- _What the task requires_
Lay out every line of the records below as a Markdown table with the columns "Row" and "Line," numbering the rows in order and omitting blank lines.

- _Data section_

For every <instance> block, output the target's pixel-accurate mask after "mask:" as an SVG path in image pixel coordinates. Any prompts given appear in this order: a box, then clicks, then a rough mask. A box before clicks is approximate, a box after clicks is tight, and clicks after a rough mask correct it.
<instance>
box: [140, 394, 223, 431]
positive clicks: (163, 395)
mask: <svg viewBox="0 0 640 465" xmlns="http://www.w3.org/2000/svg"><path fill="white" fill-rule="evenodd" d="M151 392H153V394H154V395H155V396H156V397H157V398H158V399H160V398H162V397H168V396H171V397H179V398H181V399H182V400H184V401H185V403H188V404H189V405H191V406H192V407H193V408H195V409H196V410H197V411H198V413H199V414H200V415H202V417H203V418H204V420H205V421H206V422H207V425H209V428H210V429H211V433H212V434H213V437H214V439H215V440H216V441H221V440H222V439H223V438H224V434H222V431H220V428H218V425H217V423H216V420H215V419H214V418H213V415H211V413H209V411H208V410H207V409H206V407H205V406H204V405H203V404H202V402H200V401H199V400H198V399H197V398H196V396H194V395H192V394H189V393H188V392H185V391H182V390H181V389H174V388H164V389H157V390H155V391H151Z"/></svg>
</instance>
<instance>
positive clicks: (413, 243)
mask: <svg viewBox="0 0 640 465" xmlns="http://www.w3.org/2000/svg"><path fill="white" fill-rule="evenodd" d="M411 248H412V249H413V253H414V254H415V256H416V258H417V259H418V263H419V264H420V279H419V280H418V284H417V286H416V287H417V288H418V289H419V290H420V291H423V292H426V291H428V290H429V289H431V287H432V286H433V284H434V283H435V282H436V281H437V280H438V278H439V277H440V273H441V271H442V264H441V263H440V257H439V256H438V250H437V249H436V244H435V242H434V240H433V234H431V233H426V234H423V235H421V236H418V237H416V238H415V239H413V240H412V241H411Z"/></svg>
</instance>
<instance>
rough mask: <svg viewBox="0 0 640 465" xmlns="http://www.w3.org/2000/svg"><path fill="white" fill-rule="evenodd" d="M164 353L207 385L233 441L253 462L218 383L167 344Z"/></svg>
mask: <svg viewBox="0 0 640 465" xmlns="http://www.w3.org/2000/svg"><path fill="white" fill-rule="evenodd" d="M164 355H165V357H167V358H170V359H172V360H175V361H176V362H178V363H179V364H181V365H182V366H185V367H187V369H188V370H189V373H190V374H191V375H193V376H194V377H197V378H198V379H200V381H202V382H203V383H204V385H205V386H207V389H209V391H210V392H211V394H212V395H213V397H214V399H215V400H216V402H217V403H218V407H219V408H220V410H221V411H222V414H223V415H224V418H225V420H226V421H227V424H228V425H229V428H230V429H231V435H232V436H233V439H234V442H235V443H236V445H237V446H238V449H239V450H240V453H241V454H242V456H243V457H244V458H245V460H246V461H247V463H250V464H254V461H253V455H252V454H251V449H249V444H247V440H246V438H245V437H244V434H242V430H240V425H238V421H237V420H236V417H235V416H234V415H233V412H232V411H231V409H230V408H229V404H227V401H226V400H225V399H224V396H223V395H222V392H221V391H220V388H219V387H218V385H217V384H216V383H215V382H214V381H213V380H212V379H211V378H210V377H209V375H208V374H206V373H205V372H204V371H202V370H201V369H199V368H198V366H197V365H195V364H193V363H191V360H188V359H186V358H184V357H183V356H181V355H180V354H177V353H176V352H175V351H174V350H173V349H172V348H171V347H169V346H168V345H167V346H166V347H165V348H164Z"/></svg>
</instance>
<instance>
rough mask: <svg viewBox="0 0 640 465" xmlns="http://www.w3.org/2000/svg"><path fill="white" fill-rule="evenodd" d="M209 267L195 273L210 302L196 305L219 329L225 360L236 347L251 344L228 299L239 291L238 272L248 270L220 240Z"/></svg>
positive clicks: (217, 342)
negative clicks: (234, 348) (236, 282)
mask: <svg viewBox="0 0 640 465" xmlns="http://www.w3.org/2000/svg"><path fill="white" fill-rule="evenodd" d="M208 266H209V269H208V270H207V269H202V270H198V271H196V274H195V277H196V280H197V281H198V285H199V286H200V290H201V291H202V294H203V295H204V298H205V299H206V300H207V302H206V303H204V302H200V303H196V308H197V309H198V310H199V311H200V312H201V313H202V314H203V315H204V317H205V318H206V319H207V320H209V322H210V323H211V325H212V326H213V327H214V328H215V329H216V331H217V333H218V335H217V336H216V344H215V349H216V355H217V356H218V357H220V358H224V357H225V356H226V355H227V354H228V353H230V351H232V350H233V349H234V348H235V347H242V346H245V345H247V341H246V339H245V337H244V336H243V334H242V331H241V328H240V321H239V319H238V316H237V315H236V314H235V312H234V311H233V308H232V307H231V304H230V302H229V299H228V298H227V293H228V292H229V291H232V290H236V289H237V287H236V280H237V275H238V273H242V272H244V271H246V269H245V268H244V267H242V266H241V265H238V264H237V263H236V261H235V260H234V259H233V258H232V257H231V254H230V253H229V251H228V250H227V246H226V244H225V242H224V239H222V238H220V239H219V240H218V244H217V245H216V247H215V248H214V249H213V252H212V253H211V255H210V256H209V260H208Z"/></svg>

- _Exercise solution_
| Row | Line |
|---|---|
| 1 | For every <instance> block, output the target's pixel-accurate mask after "mask:" as an SVG path in image pixel coordinates. Any prompts given appear in this order: a box, then clicks, then a rough mask. A box before clicks is approximate, a box after clicks is tight, and clicks after a rough mask correct it. |
| 2 | <instance> |
| 3 | box: [140, 394, 223, 431] |
| 4 | positive clicks: (163, 395) |
| 5 | mask: <svg viewBox="0 0 640 465" xmlns="http://www.w3.org/2000/svg"><path fill="white" fill-rule="evenodd" d="M151 392H153V394H154V395H155V396H156V397H157V398H158V399H160V398H162V397H168V396H171V397H179V398H181V399H182V400H184V401H185V403H188V404H189V405H191V406H192V407H193V408H195V409H196V410H197V411H198V413H199V414H200V415H202V417H203V418H204V420H205V421H206V422H207V425H209V428H210V429H211V433H212V434H213V437H214V439H215V440H216V441H221V440H222V439H223V438H224V434H222V431H220V428H218V425H217V423H216V420H215V419H214V418H213V415H211V413H209V411H208V410H207V409H206V407H205V406H204V405H203V404H202V402H200V401H199V400H198V399H197V398H196V396H194V395H192V394H189V393H188V392H185V391H182V390H181V389H174V388H164V389H157V390H155V391H151Z"/></svg> |
| 6 | </instance> |
| 7 | <instance> |
| 8 | positive clicks: (413, 243) |
| 9 | mask: <svg viewBox="0 0 640 465" xmlns="http://www.w3.org/2000/svg"><path fill="white" fill-rule="evenodd" d="M411 248H412V249H413V253H414V254H415V256H416V258H417V259H418V263H419V264H420V279H419V280H418V284H417V286H416V287H417V288H418V289H419V290H420V291H423V292H426V291H428V290H429V289H431V287H432V286H433V284H434V283H435V282H436V281H437V280H438V278H439V277H440V273H441V271H442V264H441V263H440V257H439V256H438V250H437V249H436V244H435V242H434V240H433V234H431V233H426V234H423V235H421V236H418V237H416V238H415V239H413V240H412V241H411Z"/></svg> |
| 10 | </instance> |
| 11 | <instance> |
| 12 | rough mask: <svg viewBox="0 0 640 465" xmlns="http://www.w3.org/2000/svg"><path fill="white" fill-rule="evenodd" d="M164 353L207 385L233 441L253 462L218 383L167 344Z"/></svg> |
| 13 | mask: <svg viewBox="0 0 640 465" xmlns="http://www.w3.org/2000/svg"><path fill="white" fill-rule="evenodd" d="M164 355H165V357H167V358H170V359H172V360H175V361H176V362H178V363H179V364H181V365H182V366H185V367H187V369H188V370H189V373H190V374H191V375H193V376H194V377H197V378H198V379H200V381H202V382H203V383H204V385H205V386H207V389H209V391H210V392H211V394H212V395H213V397H214V399H215V400H216V402H217V403H218V407H219V408H220V410H221V411H222V414H223V415H224V418H225V420H226V421H227V424H228V425H229V428H230V429H231V435H232V436H233V439H234V442H235V443H236V445H237V446H238V449H239V450H240V453H241V454H242V456H243V457H244V458H245V460H246V461H247V463H250V464H254V461H253V455H252V454H251V449H249V444H247V440H246V438H245V437H244V434H242V430H240V425H238V421H237V420H236V417H235V416H234V415H233V412H232V411H231V409H230V408H229V404H227V401H226V400H225V399H224V396H223V395H222V392H221V391H220V388H219V387H218V385H217V384H216V383H215V382H214V381H213V380H212V379H211V378H210V377H209V375H208V374H206V373H205V372H204V371H202V370H201V369H199V368H198V366H197V365H195V364H193V363H191V360H188V359H186V358H184V357H183V356H181V355H180V354H177V353H176V352H175V351H174V350H173V349H172V348H171V347H169V346H168V345H167V346H166V347H165V348H164Z"/></svg> |
| 14 | </instance> |
| 15 | <instance> |
| 16 | rough mask: <svg viewBox="0 0 640 465" xmlns="http://www.w3.org/2000/svg"><path fill="white" fill-rule="evenodd" d="M209 267L195 273L210 302L196 305L219 329L225 360L236 347L251 344L228 299L239 291L238 272L248 270L220 240Z"/></svg> |
| 17 | positive clicks: (217, 342) |
| 18 | negative clicks: (234, 348) (236, 282) |
| 19 | mask: <svg viewBox="0 0 640 465" xmlns="http://www.w3.org/2000/svg"><path fill="white" fill-rule="evenodd" d="M208 266H209V269H208V270H207V269H202V270H198V271H196V274H195V277H196V280H197V281H198V285H199V286H200V290H201V291H202V294H203V295H204V298H205V299H206V300H207V302H206V303H204V302H200V303H196V308H197V309H198V310H199V311H200V312H201V313H202V314H203V315H204V317H205V318H206V319H207V320H209V322H210V323H211V325H212V326H213V327H214V328H215V329H216V331H217V333H218V335H217V336H216V344H215V349H216V355H217V356H218V357H220V358H224V357H225V356H226V355H227V354H228V353H230V351H232V350H233V349H234V348H235V347H242V346H245V345H247V341H246V339H245V337H244V336H243V334H242V331H241V328H240V321H239V319H238V316H237V315H236V314H235V312H234V311H233V308H232V307H231V304H230V302H229V299H228V298H227V293H228V292H229V291H232V290H236V289H237V287H236V280H237V275H238V273H242V272H244V271H246V269H245V268H244V267H242V266H241V265H238V264H237V263H236V261H235V260H234V259H233V258H232V257H231V254H230V253H229V251H228V250H227V246H226V244H225V242H224V239H222V238H220V239H219V240H218V244H217V245H216V247H215V248H214V249H213V252H212V253H211V255H210V256H209V260H208Z"/></svg> |